# [Extracted text]
If you are a woman in Pakistan, and you have a bank account, congratulations! You are one of the lucky few. This country has one of the worst figures for financial inclusion for women – no, really. Only 17% of women in Pakistan have a bank account. It is such an abysmal number that at an event held in Karachi recently, State Bank Governor Reza Baqir was mildly embarrassed just saying the figure out loud.
“Why does this persist?”, he asked the audience, pointing out that it stands in sharp contrast to the South Asian regional average of 64%. And lest one think it is a ‘Muslim’ cultural barrier, far from it: the average for majority-Muslim countries stands at 60%, with 90% of Iranian women holding bank accounts, for example.
Still perhaps, we are being a little pessimistic; after all there has been a major improvement over the years. The number of women with a bank account in 2015 stood at only 11%; in 2008, that number was 4%.
Profit points these numbers out to provide a framework in which to think about where Pakistani women stand in the banking industry’s eyes – not just now, but historically. In an old country briefing paper from the year 2000, commissioned by the Asian Development Bank, the authors noted hurdles that women have with formal financial institutions in Pakistan: “Commercial banks ignore women clients due to their preconceived views on women’s creditworthiness because of their dependency on men for physical collateral, high transaction cost of small loans, and difficulties in gaining information about a borrower’s reliability.”
The one outlier in this bleak scene? “First Women’s Bank Ltd (FWBL)… are the only banks that have small-scale credit programs that cater to women.”
The First Women Bank, or FWBL, has been around for women not just since the year 2000, but since its inception in 1989.
And you can tell the bank is from 1989, based on its gaudy, pink and purple logo, with its very 80s-esque font, and its somewhat 90s-esque ‘rural-woman-sewing’-type advertising. It is a bank disguised as an anachronism, that stands out amidst newer, privately run, just slicker banks, (that also have been amping up in how they cater to women).
But before those banks, there was FWBL. When people were just catching on to the ‘microfinance-is-a-net-good-for-women’ bandwagon, there was FWBL. Before FINCA, before Akhuwat; it was FWBL that pioneered service and banking solutions for women. Since its inception, the bank has catered to 51,661 customers, who received loans worth of Rs66,662 million, with over 90,000 customers who maintain savings accounts at the bank.
It is important to recognize why FWBL is so important, even if for most of the last decade, it has had a pretty unimpressive growth record. But last year, after years of either sluggish growth or abject losses, FWBL actually managed to record a generous profit. Profit spoke to acting CEO Naushaba Shahzad, who was appointed to that position in October 2018.
First, some history
FWBL was set up on November 21, 1989 by Prime Minister Benazir Bhutto, the first woman to become head of government of a Muslim-majority nation, with much fanfare.

# [Data extract]
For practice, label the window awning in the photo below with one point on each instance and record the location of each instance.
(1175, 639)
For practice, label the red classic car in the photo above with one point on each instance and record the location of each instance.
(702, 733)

# [Requirement A]
Summarize the article on women's banking in Pakistan in two sentences.
# [Requirement B]
Carry on the article about First Women Bank from its final sentence.

# [Task response A]
Only 17% of women in Pakistan have a bank account, far below the South Asian average of 64% and the 60% average for majority-Muslim countries, though up from 11% in 2015 and 4% in 2008. First Women Bank Ltd (FWBL), set up in 1989 by Prime Minister Benazir Bhutto, pioneered banking services for women and, after years of sluggish growth or losses, recorded a generous profit last year.

# [Task response B]
“Let the Women’s Bank be a pioneer in helping Muslim women secure economic independence and career satisfaction, within the cultural ambiance and social values of an Islamic society.” she said, at the bank’s commencement on December 2.
Cultural pandering aside, FWBL quickly got to work. The premise of the bank was simple: it would cater to women at all levels of economic activity, including micro, small, medium and corporate. It was the first commercial bank to launch microcredit in Pakistan.
The bank’s unique credit policies mean that it finances businesses where either women have 50% shareholding, a woman is the managing director or women employees make up 50% or more of the total workforce. It is also the only bank in Pakistan which offers women single and joint accounts, without any minimum balance requirements or penalties on low balances.
FWBL had an initial paid up capital of Rs100 million. About 90% of that came from the five state-owned banks at the time: the National Bank of Pakistan, Habib Bank, Muslim Commercial Bank (now MCB Bank), United Bank, and Allied Bank. The remaining 10% came from the federal government.
While the minimum capital requirement to run a commercial bank in Pakistan is Rs10 billion. The State Bank of Pakistan relaxed these rules for FWBL, and changed it to Rs3 billion.
The bank’s first president was Akram Khatoon, a former banker at Muslim Commercial Bank. In what would prove to be a serendipitous move that would pay off much later, Khatoon convinced another, much more junior banker at MCB to follow her: Tahira Raza.
A Peshawar University graduate, Raza had joined MCB in 1975 right after her graduation. Her first job was an entry-level officer at MCB’s Peshawar Branch, where she handled cheques and daily ledgers.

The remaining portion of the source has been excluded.